TASK INPUT:
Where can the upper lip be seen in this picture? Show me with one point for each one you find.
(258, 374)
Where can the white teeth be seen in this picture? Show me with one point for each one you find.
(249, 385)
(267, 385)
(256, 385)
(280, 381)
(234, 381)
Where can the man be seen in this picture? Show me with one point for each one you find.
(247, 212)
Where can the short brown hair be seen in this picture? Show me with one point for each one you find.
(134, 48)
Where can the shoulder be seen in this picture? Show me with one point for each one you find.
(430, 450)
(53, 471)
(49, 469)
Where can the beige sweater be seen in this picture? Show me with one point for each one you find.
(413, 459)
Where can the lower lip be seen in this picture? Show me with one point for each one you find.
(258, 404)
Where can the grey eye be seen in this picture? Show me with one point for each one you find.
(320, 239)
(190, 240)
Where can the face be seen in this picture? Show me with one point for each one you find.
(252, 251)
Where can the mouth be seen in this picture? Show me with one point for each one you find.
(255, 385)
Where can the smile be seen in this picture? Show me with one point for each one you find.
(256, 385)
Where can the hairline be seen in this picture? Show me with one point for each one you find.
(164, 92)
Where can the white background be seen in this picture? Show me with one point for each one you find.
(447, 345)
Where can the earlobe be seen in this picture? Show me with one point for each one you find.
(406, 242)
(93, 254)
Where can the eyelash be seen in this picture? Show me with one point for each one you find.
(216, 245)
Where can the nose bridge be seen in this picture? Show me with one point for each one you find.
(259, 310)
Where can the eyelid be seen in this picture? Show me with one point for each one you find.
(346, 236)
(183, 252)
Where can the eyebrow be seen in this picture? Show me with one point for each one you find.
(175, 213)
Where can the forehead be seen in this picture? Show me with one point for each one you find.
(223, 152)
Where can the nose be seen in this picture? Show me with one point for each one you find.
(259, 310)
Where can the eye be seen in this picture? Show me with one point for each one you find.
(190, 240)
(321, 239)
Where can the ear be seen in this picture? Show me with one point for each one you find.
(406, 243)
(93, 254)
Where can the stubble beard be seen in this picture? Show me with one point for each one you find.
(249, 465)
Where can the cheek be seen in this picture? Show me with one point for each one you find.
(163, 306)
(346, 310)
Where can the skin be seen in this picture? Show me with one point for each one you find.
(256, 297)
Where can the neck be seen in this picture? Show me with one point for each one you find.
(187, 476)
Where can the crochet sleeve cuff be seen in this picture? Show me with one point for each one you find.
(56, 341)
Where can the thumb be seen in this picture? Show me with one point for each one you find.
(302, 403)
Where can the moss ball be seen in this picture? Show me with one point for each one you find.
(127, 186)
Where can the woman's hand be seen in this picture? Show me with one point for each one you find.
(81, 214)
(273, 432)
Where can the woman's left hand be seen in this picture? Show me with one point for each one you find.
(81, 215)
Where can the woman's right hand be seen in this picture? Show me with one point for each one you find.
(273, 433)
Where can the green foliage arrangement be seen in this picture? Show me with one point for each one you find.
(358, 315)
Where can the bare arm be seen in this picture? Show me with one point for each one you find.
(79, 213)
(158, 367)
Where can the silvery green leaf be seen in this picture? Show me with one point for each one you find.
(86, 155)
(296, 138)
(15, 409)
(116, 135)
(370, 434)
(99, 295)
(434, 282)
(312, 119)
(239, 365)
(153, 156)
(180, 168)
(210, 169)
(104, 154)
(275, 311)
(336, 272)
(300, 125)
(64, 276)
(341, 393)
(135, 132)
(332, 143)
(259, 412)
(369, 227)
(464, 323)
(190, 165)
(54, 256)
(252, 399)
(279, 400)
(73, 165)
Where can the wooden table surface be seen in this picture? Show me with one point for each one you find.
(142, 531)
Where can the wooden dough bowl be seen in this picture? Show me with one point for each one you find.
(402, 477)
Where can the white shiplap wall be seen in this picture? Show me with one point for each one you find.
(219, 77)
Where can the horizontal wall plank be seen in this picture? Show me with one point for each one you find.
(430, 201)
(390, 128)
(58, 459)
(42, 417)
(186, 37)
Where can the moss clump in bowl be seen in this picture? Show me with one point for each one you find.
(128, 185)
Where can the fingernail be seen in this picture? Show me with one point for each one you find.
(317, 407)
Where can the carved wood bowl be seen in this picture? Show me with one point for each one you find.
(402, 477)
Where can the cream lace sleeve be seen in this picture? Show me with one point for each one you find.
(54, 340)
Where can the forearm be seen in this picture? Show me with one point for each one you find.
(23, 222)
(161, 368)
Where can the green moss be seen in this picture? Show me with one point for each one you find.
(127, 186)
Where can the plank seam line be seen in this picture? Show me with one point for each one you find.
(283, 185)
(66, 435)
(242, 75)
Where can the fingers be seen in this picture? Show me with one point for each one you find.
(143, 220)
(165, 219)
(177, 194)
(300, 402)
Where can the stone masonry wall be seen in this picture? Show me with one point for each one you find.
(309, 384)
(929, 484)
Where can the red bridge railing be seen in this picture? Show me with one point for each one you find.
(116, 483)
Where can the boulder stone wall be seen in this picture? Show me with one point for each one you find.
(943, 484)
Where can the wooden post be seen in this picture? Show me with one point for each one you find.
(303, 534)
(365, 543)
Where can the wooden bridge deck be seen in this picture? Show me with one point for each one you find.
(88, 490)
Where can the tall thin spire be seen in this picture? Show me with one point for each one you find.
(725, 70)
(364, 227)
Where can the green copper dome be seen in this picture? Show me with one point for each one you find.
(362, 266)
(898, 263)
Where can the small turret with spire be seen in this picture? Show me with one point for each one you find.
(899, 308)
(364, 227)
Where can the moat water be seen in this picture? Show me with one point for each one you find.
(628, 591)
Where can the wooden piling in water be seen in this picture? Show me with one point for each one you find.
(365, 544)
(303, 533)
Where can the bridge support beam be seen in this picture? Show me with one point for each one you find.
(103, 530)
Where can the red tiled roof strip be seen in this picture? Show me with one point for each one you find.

WORK TO COMPLETE: Format all the lines of the records above as a numbered list, omitting any blank lines.

COMPLETE OUTPUT:
1. Where can the upper lip be seen in this picture? Show me with one point for each one you find.
2. (258, 374)
3. Where can the white teeth be seen in this picture? Show me with one point for each one you find.
4. (249, 385)
5. (267, 385)
6. (256, 385)
7. (280, 381)
8. (234, 381)
9. Where can the man be seen in this picture? Show me with one point for each one you find.
10. (247, 212)
11. Where can the short brown hair be seen in this picture? Show me with one point for each one you find.
12. (134, 48)
13. Where can the shoulder be seen in this picture? Show me with one point for each one you find.
14. (430, 450)
15. (53, 471)
16. (49, 469)
17. Where can the beige sweater be seen in this picture? Show me with one point for each one you find.
18. (413, 459)
19. Where can the lower lip be seen in this picture? Show me with one point for each one you find.
20. (258, 404)
21. Where can the grey eye be seen in this picture? Show me with one point for each one you find.
22. (320, 239)
23. (190, 240)
24. Where can the face be seen in this picture? Show me with one point for each one you find.
25. (252, 251)
26. Where can the mouth be seen in this picture? Show me with one point for each one you find.
27. (255, 385)
28. Where can the smile be seen in this picture? Show me with one point for each one you find.
29. (256, 385)
30. Where can the hairline be seen in this picture? Show me with one point for each one you find.
31. (164, 92)
32. Where can the white background be seen in this picture? Show me with one point for each one you find.
33. (447, 345)
34. Where can the earlobe be seen in this picture? Show me with one point for each one you find.
35. (406, 242)
36. (93, 254)
37. Where can the eyelash be seen in this picture? Show me with one point for each one you find.
38. (216, 245)
39. Where can the nose bridge be seen in this picture? Show me with one point for each one you find.
40. (259, 310)
41. Where can the eyelid be seen in this picture? Show me with one point for each one you find.
42. (346, 236)
43. (183, 252)
44. Where can the eyebrow be seen in this picture? Show me with one point for each one you find.
45. (175, 213)
46. Where can the forehead be seen in this picture? Show me with one point for each one you find.
47. (223, 152)
48. Where can the nose be seen in this picture? Show me with one point for each one you find.
49. (259, 310)
50. Where can the eye be seen in this picture? Show me with one point for each one you find.
51. (190, 240)
52. (321, 239)
53. Where can the ear be seen in this picture? Show me with one point for each one you find.
54. (406, 243)
55. (93, 254)
56. Where can the stubble beard be seen in this picture? Show me with one point for each one you find.
57. (249, 465)
58. Where can the cheek be seen in this picture? Show me with one point for each one you find.
59. (163, 306)
60. (346, 310)
61. Where can the skin be seen in this picture? Show me with one point for each one you find.
62. (256, 297)
63. Where can the neck be seen in this picture? Show me with one point for each one you find.
64. (187, 476)
65. Where can the crochet sleeve cuff be seen in this picture? Show me with one point for each one you find.
66. (56, 341)
67. Where can the thumb be seen in this picture? Show me with one point for each one you find.
68. (302, 403)
69. Where can the moss ball be seen in this picture? Show me with one point for each one you find.
70. (127, 186)
71. Where can the woman's hand be seen in this picture? Show me with one point for each one you find.
72. (81, 214)
73. (273, 432)
74. Where can the woman's left hand be seen in this picture? Show me with one point for each one you find.
75. (81, 215)
76. Where can the woman's right hand be seen in this picture? Show me with one point for each one you find.
77. (273, 433)
78. Where can the green foliage arrangement be seen in this picture? Show me with one point for each one you find.
79. (358, 315)
80. Where can the bare arm be seen in this picture? Show me with one point for each one you find.
81. (79, 213)
82. (158, 367)
83. Where can the silvery green leaf be seen in this picture? Show me with one point for each one you find.
84. (86, 155)
85. (296, 138)
86. (15, 409)
87. (116, 135)
88. (370, 434)
89. (99, 295)
90. (434, 282)
91. (312, 119)
92. (239, 365)
93. (153, 156)
94. (180, 168)
95. (210, 169)
96. (104, 154)
97. (275, 311)
98. (336, 272)
99. (300, 125)
100. (64, 276)
101. (341, 393)
102. (135, 132)
103. (332, 143)
104. (259, 412)
105. (369, 227)
106. (464, 323)
107. (190, 165)
108. (54, 256)
109. (252, 399)
110. (279, 400)
111. (73, 165)
112. Where can the wooden table surface be seen in this picture? Show me with one point for each one you find.
113. (142, 531)
114. Where can the wooden dough bowl be seen in this picture? Show me with one point for each one you find.
115. (402, 477)
116. Where can the white shiplap wall be seen in this picture? Show me with one point for each one you find.
117. (219, 77)
118. Where can the horizontal wall plank be seen in this picture? Show me with one point for each one you find.
119. (430, 201)
120. (390, 128)
121. (58, 459)
122. (42, 417)
123. (186, 37)
124. Where can the moss clump in bowl be seen in this picture? Show me with one point for each one you find.
125. (128, 185)
126. Where can the fingernail be seen in this picture? Show me with one point for each one you find.
127. (317, 407)
128. Where can the carved wood bowl be seen in this picture? Show me with one point for each one you find.
129. (402, 477)
130. Where can the cream lace sleeve be seen in this picture? Show me with one point for each one you find.
131. (54, 340)
132. Where can the forearm be seen in this picture? Show me with one point for each one you find.
133. (23, 222)
134. (161, 368)
135. Where can the green moss be seen in this picture? Show me with one point for each one you find.
136. (127, 186)
137. Where can the plank seam line be seen in this picture? Show me with one point for each one you find.
138. (283, 185)
139. (66, 435)
140. (242, 75)
141. Where can the fingers be seen in this picture? Show me with one point for each one you find.
142. (143, 220)
143. (165, 219)
144. (177, 194)
145. (300, 402)
146. Where can the stone masonry wall be seen in this picture? Show me with one point for each one you find.
147. (309, 384)
148. (929, 484)
149. Where can the red bridge railing be seen in this picture? Show me with one point for each one you find.
150. (116, 483)
151. Where can the boulder stone wall be seen in this picture? Show me with one point for each one you find.
152. (943, 484)
153. Where can the wooden post be seen in this picture? Show me with one point for each one you find.
154. (303, 534)
155. (365, 543)
156. Where can the wooden bridge deck be seen in this picture? Show me with one point for each one you find.
157. (88, 490)
158. Where can the tall thin spire be seen in this picture? Show me with one point for each one you find.
159. (725, 70)
160. (364, 227)
161. Where can the green copper dome be seen in this picture? Show me with one point for each one you find.
162. (362, 266)
163. (898, 263)
164. Where can the small turret with spire be seen in this picture? Show me with one point for each one you find.
165. (899, 308)
166. (364, 227)
167. Where can the moat water be seen in this picture? Show me with one point for each one you find.
168. (628, 591)
169. Where can the wooden piling in water be seen in this picture? Show me with one point for each one you find.
170. (365, 544)
171. (303, 533)
172. Where can the bridge support beam be seen in this picture? Show me with one point for each one you find.
173. (103, 530)
174. Where can the red tiled roof strip be seen in this picture? Show me with one point for each one you find.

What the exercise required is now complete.